→ **Aangeleverde passage**:
■ ■ ■ ■ ■

De aangemelde instantie geeft een conformiteitscertificaat af voor de verrichte onderzoeken, berekeningen, metingen en tests, en brengt haar identificatienummer aan op de goedgekeurde batterij of laat dat onder haar verantwoordelijkheid aanbrengen.
De fabrikant houdt tot tien jaar na het in de handel brengen van de batterij de conformiteitscertificaten ter beschikking van de nationale autoriteiten.
5. CE-markering en EU-conformiteitsverklaring
De fabrikant brengt de CE-markering en onder de verantwoordelijkheid van de in punt 4 bedoelde aangemelde instantie, het identificatienummer van die laatste aan op elke afzonderlijke batterij die voldoet aan de in punt 1 bedoelde toepasselijke eisen, of, indien dat vanwege de aard van de batterij niet mogelijk of niet opportuun is, op de verpakking en op de documenten die de batterij vergezellen.
De fabrikant stelt overeenkomstig artikel 18 voor iedere batterij een EU-conformiteitsverklaring op en houdt die verklaring tot tien jaar na het in de handel brengen van de batterij ter beschikking van de nationale autoriteiten. In de EU-conformiteitsverklaring wordt het desbetreffende batterijmodel beschreven.
Een kopie van de EU-conformiteitsverklaring moet op verzoek aan de nationale autoriteiten worden verstrekt.

■ ■ ■ ■ ■

→ **Gegevensfragmenten**:
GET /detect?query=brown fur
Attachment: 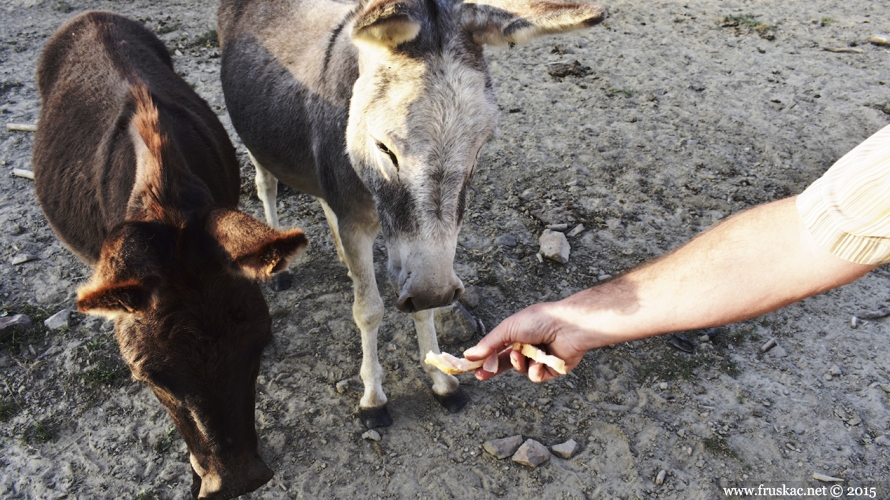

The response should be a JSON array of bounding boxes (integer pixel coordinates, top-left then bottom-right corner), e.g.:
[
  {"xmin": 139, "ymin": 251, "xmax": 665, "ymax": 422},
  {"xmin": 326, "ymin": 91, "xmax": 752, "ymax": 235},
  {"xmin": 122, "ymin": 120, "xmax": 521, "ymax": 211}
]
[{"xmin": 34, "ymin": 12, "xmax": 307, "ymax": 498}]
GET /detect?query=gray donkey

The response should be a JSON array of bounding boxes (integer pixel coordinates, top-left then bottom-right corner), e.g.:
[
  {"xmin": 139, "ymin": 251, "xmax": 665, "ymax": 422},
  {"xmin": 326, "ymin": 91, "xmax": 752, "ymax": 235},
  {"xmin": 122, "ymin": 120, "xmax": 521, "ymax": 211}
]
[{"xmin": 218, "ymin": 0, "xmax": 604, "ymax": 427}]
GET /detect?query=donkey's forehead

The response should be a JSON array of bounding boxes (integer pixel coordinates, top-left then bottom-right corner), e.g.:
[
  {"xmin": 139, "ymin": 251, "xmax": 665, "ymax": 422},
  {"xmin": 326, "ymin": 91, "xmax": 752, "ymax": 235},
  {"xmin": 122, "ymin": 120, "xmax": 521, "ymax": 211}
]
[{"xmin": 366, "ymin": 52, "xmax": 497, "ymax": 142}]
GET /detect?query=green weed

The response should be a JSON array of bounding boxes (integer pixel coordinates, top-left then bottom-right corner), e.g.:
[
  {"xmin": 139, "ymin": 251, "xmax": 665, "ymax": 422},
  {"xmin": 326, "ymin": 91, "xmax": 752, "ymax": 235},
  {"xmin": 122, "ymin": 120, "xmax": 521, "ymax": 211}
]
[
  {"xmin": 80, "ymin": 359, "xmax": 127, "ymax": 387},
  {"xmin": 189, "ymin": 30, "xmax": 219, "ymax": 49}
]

■ ■ ■ ■ ■

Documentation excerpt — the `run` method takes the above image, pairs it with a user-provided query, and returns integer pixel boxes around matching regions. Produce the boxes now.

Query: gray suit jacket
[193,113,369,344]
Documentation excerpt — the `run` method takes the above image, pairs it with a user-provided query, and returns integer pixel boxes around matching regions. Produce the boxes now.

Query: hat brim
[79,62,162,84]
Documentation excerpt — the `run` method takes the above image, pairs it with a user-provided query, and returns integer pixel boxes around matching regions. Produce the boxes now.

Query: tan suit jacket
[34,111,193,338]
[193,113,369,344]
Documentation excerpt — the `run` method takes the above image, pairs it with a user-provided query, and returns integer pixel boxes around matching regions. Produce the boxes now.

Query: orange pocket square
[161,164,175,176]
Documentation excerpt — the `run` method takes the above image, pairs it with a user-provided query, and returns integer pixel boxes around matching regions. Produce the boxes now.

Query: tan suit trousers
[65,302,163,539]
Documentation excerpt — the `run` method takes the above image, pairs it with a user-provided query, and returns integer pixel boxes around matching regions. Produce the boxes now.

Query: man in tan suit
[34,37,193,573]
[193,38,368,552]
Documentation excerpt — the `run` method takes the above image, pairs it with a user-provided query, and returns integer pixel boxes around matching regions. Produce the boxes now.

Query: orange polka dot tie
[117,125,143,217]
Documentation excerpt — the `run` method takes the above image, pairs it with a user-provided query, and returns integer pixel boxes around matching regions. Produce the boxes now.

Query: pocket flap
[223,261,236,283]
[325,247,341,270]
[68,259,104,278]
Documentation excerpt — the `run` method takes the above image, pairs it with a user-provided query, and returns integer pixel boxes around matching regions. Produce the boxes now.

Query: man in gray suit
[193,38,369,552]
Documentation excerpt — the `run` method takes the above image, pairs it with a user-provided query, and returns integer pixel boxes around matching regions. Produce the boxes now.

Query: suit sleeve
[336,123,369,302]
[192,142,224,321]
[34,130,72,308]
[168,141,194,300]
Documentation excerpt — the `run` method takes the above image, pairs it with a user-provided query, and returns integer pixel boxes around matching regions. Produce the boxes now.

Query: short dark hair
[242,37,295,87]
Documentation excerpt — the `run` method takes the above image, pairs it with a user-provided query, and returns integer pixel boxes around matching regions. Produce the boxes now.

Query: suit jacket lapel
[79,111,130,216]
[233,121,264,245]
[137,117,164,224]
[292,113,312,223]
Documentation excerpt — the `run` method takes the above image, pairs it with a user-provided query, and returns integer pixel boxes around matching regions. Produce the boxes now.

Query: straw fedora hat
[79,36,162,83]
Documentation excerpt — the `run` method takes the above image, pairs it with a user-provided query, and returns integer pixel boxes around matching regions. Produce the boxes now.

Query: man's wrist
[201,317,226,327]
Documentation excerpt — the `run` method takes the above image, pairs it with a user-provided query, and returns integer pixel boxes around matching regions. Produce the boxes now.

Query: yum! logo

■ ■ ■ ■ ■

→ **Opdracht**: Zet de passage over de conformiteitsbeoordeling en CE-markering van batterijen voort na de laatste zin.

→ **Antwoord**:
6. Gemachtigde van de fabrikant
De in de punten 2.2, 4.2, en 5 vervatte verplichtingen van de fabrikant kunnen namens de fabrikant en onder de verantwoordelijkheid van de fabrikant worden vervuld door de gemachtigde van de fabrikant, op voorwaarde dat die verplichtingen in het mandaat zijn gespecificeerd.
BIJLAGE IX
EU-CONFORMITEITSVERKLARING Nr.* …
* (identificatienummer van de aangifte)
1. Batterijmodel (product, categorie en partij- of serienummer):
2. Naam en adres van de fabrikant en, indien van toepassing, de gemachtigde van de fabrikant:
3. Deze conformiteitsverklaring wordt afgegeven onder de uitsluitende verantwoordelijkheid van de fabrikant.
4. Voorwerp van de verklaring (beschrijving van de batterij en identificatie aan de hand waarvan de batterij kan worden getraceerd, en die, waar passend, een afbeelding van de batterij kan bevatten).
5. Het in punt 4 beschreven voorwerp is in overeenstemming met de desbetreffende harmonisatiewetgeving van de Unie: … (verwijzing naar de andere toegepaste handeling van de Unie).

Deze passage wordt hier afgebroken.